=== Section Start ===

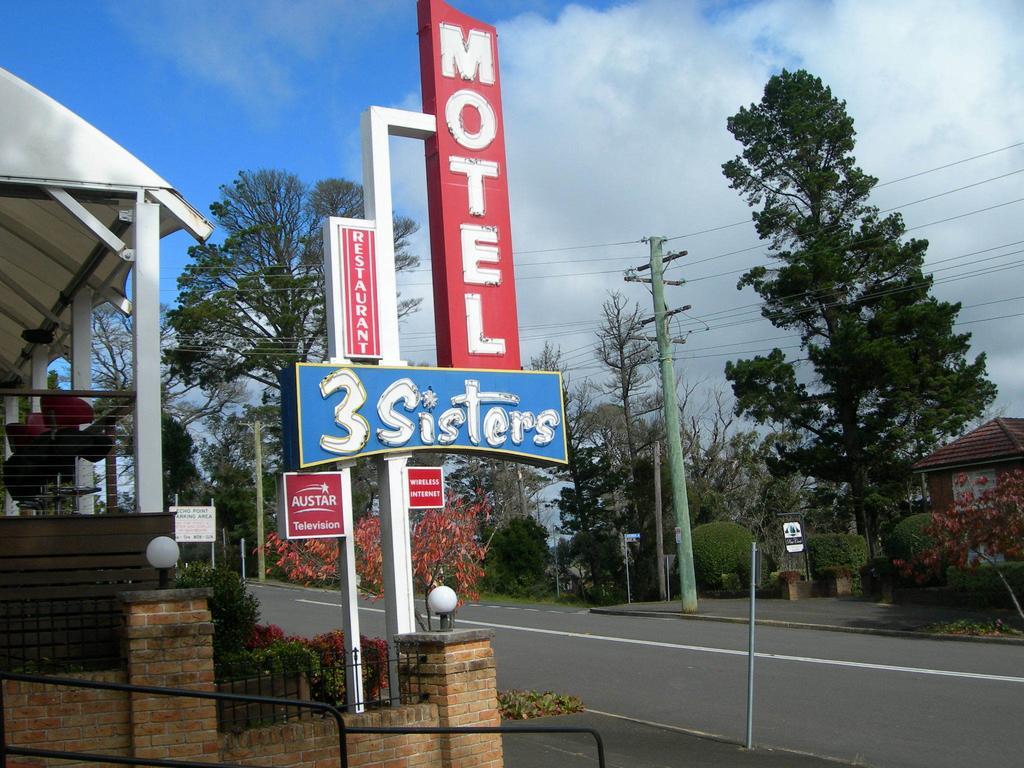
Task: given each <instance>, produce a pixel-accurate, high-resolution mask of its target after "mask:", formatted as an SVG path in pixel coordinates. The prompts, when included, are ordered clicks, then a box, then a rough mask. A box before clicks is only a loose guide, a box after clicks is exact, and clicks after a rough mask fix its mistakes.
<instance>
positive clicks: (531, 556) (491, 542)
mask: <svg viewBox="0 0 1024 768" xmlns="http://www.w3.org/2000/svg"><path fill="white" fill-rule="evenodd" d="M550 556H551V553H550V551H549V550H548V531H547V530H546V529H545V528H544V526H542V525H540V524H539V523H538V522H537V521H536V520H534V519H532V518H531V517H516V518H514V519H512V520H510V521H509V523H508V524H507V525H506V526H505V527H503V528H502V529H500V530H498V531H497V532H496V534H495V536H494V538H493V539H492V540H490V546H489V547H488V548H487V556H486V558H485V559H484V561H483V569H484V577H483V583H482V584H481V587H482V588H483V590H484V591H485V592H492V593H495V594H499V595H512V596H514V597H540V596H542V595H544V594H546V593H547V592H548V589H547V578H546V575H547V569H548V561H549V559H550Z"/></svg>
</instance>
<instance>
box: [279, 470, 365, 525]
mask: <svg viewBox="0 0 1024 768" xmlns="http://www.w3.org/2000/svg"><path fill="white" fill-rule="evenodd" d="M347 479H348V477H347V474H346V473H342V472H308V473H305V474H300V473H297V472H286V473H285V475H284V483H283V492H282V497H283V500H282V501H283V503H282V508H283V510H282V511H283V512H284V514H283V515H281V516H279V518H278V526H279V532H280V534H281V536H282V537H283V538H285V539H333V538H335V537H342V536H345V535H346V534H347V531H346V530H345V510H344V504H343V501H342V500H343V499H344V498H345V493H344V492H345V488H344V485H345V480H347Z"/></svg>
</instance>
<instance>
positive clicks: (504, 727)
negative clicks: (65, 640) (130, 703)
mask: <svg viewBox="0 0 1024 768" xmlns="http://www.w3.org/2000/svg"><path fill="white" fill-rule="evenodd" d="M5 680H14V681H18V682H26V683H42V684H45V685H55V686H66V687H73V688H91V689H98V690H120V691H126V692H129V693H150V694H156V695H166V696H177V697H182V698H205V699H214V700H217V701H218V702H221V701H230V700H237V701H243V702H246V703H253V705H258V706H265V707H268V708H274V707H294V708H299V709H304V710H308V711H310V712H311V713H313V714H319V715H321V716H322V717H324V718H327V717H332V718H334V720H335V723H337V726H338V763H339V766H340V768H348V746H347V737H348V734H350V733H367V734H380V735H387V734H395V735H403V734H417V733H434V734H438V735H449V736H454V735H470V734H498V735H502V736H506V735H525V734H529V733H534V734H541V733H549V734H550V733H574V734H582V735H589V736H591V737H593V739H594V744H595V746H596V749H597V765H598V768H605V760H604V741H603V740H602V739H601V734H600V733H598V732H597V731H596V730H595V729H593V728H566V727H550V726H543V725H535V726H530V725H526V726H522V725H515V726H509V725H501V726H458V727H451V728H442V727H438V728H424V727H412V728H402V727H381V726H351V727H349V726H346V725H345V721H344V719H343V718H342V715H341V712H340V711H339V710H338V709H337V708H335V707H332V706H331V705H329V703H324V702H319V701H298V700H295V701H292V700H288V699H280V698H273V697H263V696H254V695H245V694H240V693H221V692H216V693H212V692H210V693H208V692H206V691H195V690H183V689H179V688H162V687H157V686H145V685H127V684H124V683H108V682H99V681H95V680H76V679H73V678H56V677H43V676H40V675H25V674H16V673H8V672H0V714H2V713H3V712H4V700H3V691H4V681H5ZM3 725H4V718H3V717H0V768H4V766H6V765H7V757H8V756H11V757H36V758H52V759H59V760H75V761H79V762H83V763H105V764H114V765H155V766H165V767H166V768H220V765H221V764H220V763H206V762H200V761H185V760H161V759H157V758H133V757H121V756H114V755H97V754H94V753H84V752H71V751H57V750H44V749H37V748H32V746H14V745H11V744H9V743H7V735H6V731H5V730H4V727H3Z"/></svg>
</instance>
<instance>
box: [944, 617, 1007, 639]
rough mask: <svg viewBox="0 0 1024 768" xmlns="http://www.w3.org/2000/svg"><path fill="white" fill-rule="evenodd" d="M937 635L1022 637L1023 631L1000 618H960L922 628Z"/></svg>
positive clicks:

=== Section End ===

# WORK ORDER:
Which lines of the data above contain the string "positive", matching case exactly? Pick out each of them and copy it in full.

# RESULT FOR THIS EXERCISE:
positive clicks: (531, 556) (491, 542)
positive clicks: (504, 727)
positive clicks:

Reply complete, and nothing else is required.